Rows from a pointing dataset

* Begin *

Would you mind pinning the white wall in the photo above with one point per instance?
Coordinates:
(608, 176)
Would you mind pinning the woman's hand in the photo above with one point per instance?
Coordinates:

* End *

== Goal ==
Print all of the entries exactly as they are written.

== Exercise result ==
Would you mind pinning the white wall in the photo above with one point per instance?
Coordinates:
(608, 176)
Would you mind pinning the woman's hand in the photo above with one point per instance?
Coordinates:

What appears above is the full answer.